• Exercise aim
The required output is the exact sequence of lines from the line holding "One point lands on each instance of the crouching" to the end of the records, inclusive.

• Supplied records
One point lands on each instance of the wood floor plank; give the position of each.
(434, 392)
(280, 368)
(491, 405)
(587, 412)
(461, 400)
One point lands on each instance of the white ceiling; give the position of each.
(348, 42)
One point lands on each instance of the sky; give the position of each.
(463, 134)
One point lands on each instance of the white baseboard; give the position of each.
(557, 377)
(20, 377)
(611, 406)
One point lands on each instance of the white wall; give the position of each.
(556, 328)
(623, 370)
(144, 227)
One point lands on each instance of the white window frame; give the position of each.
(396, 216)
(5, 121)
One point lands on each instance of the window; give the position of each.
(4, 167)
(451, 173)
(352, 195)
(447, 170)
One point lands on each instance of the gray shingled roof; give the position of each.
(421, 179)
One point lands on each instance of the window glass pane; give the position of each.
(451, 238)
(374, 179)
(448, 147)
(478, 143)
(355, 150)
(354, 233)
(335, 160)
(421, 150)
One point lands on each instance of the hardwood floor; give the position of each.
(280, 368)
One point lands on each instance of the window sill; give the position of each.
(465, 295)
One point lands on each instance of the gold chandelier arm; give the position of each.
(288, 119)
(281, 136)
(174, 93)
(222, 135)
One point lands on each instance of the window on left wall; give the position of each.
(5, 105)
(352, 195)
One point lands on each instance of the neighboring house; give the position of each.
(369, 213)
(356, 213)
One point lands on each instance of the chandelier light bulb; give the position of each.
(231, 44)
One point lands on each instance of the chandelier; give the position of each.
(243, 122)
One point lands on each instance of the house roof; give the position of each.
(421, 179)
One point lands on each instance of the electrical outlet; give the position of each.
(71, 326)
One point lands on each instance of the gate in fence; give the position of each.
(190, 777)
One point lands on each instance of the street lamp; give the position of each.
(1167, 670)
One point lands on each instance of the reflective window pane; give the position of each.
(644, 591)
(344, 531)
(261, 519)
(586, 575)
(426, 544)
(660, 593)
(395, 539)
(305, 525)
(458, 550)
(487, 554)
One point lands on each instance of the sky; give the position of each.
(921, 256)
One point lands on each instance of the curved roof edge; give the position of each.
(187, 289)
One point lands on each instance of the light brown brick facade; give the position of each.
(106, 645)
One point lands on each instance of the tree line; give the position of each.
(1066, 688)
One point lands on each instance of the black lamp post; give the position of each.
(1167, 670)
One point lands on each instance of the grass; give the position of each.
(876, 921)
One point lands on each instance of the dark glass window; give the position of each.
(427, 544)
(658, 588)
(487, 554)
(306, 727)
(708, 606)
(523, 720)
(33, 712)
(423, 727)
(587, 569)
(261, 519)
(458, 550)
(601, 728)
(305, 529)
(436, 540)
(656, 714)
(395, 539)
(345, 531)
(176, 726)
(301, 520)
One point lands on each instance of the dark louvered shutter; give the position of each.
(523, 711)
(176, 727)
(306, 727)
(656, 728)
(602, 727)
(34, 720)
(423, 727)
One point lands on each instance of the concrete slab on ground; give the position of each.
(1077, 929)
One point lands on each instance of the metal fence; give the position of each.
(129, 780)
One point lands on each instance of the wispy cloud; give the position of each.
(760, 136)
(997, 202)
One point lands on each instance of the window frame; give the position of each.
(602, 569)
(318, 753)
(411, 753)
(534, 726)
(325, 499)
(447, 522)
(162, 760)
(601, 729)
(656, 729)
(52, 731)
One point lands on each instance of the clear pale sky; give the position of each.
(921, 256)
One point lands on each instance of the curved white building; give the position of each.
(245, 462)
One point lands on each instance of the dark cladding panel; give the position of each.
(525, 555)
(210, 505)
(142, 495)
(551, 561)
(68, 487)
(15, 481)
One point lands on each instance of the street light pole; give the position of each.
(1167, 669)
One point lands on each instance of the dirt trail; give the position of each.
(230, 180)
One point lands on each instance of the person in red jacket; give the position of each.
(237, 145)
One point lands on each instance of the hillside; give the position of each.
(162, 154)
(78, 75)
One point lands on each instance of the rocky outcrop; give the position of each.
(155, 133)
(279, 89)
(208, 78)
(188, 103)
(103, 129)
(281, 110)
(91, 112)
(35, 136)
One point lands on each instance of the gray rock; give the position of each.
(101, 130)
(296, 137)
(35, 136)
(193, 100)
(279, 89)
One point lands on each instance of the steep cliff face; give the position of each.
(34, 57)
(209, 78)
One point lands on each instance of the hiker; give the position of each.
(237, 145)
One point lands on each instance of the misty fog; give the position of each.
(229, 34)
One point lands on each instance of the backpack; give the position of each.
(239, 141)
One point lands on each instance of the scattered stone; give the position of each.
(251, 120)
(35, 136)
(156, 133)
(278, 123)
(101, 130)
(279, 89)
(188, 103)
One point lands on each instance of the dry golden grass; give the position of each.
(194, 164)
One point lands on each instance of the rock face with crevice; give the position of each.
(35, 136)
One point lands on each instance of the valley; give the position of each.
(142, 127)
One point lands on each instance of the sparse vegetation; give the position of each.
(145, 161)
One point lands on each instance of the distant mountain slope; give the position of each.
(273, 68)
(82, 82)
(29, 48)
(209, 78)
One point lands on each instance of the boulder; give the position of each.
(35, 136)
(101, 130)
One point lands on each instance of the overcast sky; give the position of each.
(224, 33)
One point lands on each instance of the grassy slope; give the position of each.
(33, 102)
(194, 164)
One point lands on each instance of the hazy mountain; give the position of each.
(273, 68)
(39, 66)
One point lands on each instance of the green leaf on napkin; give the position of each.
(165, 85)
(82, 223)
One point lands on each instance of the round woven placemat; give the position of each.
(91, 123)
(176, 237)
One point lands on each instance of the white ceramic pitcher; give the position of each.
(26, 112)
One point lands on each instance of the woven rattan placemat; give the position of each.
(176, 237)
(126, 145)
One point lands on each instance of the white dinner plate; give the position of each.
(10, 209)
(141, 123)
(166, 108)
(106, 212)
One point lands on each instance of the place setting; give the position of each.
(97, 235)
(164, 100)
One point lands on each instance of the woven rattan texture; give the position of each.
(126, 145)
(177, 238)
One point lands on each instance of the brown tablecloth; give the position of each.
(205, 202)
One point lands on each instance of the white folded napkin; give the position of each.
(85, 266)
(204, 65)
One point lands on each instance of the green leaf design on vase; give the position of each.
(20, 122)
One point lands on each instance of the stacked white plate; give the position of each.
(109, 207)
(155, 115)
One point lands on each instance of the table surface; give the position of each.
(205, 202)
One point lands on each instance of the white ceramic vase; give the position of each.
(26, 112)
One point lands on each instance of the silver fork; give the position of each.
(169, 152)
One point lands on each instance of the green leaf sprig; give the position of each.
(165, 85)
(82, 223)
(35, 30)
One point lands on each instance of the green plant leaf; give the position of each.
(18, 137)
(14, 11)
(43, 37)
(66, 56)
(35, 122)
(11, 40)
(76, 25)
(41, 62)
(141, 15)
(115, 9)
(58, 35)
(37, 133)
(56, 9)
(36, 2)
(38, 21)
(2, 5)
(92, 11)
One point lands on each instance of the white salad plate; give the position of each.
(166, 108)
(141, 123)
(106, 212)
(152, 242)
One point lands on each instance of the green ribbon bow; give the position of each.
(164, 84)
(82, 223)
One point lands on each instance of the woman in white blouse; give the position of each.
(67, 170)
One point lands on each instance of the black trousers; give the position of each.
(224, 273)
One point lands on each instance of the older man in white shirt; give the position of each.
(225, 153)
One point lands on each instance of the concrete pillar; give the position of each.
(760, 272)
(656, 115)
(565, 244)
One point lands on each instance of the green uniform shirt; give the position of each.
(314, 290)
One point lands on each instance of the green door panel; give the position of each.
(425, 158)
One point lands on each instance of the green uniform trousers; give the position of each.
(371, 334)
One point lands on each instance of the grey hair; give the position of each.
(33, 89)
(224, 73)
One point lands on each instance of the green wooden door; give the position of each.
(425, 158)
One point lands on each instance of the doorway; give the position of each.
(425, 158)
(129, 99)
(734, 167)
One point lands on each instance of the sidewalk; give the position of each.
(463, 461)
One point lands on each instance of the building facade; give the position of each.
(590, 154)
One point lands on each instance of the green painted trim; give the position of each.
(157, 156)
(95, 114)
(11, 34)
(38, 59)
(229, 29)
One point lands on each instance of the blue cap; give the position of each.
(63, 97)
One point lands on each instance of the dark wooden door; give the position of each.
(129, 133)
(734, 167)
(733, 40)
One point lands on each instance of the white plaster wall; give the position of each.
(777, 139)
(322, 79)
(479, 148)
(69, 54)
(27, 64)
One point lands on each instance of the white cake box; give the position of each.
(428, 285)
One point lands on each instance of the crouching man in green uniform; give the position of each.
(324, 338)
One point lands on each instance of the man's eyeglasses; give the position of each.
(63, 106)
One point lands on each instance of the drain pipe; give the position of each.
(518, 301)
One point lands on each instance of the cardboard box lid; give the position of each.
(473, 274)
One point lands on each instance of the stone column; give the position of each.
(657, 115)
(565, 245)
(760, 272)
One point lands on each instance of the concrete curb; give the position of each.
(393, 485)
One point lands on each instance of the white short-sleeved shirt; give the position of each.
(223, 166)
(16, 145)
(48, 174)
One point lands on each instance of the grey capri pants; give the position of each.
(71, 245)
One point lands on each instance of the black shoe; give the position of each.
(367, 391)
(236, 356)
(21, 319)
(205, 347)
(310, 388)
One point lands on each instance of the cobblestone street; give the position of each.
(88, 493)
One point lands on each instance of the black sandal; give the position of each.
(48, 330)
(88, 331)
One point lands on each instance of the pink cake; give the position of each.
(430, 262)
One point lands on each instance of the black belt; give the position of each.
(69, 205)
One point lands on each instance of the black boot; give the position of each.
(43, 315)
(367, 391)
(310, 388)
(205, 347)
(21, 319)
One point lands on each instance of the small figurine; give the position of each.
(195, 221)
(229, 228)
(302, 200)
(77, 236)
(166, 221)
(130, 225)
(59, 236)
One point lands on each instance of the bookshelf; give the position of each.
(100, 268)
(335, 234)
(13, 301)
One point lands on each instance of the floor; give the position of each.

• Answer below
One point lands on each instance of the crouching man in green uniform; give the position of each.
(324, 338)
One point lands on each instance of the man's eyeglasses; give the position of each.
(63, 106)
One point lands on each instance of the drain pipe; give the position of each.
(518, 301)
One point lands on each instance of the cardboard box lid; give the position of each.
(473, 274)
One point lands on each instance of the stone column; give the position of each.
(657, 115)
(565, 245)
(760, 272)
One point lands on each instance of the concrete curb; give the position of each.
(393, 485)
One point lands on each instance of the white short-sleeved shirt; give the position of each.
(223, 166)
(16, 145)
(48, 174)
One point lands on each instance of the grey capri pants; give the position of each.
(71, 245)
One point lands on each instance of the black shoe; give the position of each.
(367, 391)
(236, 356)
(21, 319)
(205, 347)
(310, 388)
One point lands on each instance of the cobblestone street; give the position of each.
(88, 493)
One point lands on each instance of the black sandal; give the position of each.
(48, 330)
(88, 331)
One point lands on each instance of the pink cake; give the position of each.
(430, 262)
One point lands on each instance of the black belt; give the position of each.
(69, 205)
One point lands on each instance of the black boot; give the position of each.
(43, 315)
(367, 391)
(310, 388)
(205, 347)
(21, 319)
One point lands on each instance of the small figurine; give the position of each.
(195, 221)
(229, 228)
(302, 200)
(77, 236)
(166, 221)
(130, 225)
(59, 236)
One point lands on each instance of the bookshelf; give the position of each.
(100, 268)
(335, 234)
(13, 301)
One point lands on each instance of the floor; give the position of each.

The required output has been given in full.